Текстовый блок:
┌──
Урал грозный — страница 74 из 94

— Видал?— строго сказал Черторогов.— Это, должно быть, твоя первая бомбежка?

Диомид Пьянов повернул свое немного побледневшее лицо и сухо сказал:

— А что ж тут особенного?

— Ого! — вскричал Черторогов и пристально вгляделся в новобранца.

Тот чуть пожал плечами.

— Скажите пожалуйста, какой герой,— пробормотал Черторогов, не спуская с юноши взгляда, в котором странно смешались гнев и нежность.

Я тоже посмотрел на новобранца, и по его могучим рукам, спокойно сложенным на просторной груди, по надменному хладнокровию скуластого лица, по угрюмому блеску отваги в узких глазах я тотчас узнал бессмертную и неукротимую породу уральских гордецов.

1943

СМУУЛ Ю. Ю.



Смуул Юхан Юрьевич (1922— 1971) — эстонский советский писатель, народный писатель Эстонской ССР.

Родился в рыбацкой деревушке на острове Муху. Родители занимались земледелием и рыбной ловлей. Юхан рано познал тяжесть труда. «В десять лет я мог починить упряжь,— вспоминал писатель,— в тринадцать — сеял, в четырнадцать — пахал, как взрослый, и всегда работа казалась мне интересной».

Установление Советской власти в Эстонии открыло Юхану, как и всей молодежи республики, широкие возможности. Однако вскоре грянула война.

...Мне только что мечталось...

                          Но о чем бы?

Как я ни силюсь,

                     не припомнить мне:

грохочут первые авиабомбы

в предутренней июньской тишине.

И все смешалось

                    в планах и расчетах.

Пылают стены. Рушатся мосты.

Псы-рыцари летят на самолетах.
└──
Цель задания:
Перепишите из текстового блока дословно отрывок, начиная со слов «СМУУЛ Ю. Ю.» и продолжая до слов «только что мечталось...» включительно.

Выдержки из набора данных:
┌──
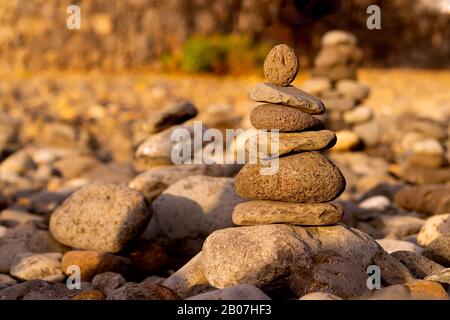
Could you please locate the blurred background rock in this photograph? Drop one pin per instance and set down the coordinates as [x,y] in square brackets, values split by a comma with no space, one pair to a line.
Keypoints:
[117,35]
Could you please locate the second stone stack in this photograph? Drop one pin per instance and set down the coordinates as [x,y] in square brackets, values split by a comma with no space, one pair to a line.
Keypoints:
[300,190]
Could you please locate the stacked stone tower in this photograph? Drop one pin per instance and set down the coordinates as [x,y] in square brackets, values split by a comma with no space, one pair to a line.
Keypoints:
[305,181]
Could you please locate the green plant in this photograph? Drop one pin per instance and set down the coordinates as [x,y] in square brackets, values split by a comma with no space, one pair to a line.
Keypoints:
[221,53]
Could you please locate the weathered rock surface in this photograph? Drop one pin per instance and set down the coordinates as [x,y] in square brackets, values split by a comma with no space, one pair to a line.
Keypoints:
[269,212]
[17,241]
[285,119]
[288,96]
[265,255]
[101,217]
[419,266]
[304,177]
[236,292]
[189,210]
[281,65]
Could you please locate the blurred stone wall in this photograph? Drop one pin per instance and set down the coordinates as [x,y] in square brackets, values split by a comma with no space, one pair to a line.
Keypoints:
[118,34]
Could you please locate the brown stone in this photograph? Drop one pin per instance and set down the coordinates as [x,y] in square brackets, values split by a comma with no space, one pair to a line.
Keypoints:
[328,272]
[90,295]
[285,119]
[288,96]
[426,290]
[269,212]
[304,177]
[428,199]
[392,271]
[92,263]
[296,142]
[148,258]
[419,266]
[170,116]
[281,65]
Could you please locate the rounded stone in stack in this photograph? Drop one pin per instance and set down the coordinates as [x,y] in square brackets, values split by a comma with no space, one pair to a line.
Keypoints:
[268,212]
[306,177]
[286,119]
[281,65]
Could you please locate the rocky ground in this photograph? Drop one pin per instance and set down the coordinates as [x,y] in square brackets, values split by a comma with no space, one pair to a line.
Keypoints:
[77,190]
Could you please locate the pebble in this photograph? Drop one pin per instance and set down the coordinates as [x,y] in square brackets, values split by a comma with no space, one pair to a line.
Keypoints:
[289,96]
[43,266]
[92,263]
[268,212]
[441,276]
[428,199]
[108,281]
[157,149]
[189,280]
[426,290]
[428,146]
[419,266]
[392,270]
[395,292]
[189,210]
[420,175]
[392,245]
[359,114]
[339,104]
[151,183]
[14,218]
[101,217]
[425,126]
[3,231]
[236,292]
[304,177]
[75,166]
[439,250]
[167,117]
[264,255]
[433,228]
[18,163]
[368,132]
[18,241]
[146,290]
[6,281]
[336,37]
[41,290]
[328,271]
[376,202]
[281,65]
[148,257]
[433,161]
[90,295]
[352,89]
[346,140]
[285,119]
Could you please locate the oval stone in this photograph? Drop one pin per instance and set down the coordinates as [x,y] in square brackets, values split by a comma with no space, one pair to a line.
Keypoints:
[281,65]
[304,177]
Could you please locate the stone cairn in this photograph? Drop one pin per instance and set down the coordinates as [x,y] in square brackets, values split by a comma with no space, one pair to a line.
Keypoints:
[300,191]
[334,82]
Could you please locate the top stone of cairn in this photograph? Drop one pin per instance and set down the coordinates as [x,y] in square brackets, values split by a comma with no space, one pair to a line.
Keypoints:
[281,65]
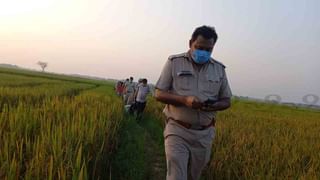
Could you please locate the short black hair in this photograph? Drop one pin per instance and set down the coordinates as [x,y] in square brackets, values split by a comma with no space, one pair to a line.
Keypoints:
[207,32]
└──
Ответ к задаче:
СМУУЛ Ю. Ю.



Смуул Юхан Юрьевич (1922— 1971) — эстонский советский писатель, народный писатель Эстонской ССР.

Родился в рыбацкой деревушке на острове Муху. Родители занимались земледелием и рыбной ловлей. Юхан рано познал тяжесть труда. «В десять лет я мог починить упряжь,— вспоминал писатель,— в тринадцать — сеял, в четырнадцать — пахал, как взрослый, и всегда работа казалась мне интересной».

Установление Советской власти в Эстонии открыло Юхану, как и всей молодежи республики, широкие возможности. Однако вскоре грянула война.

...Мне только что мечталось...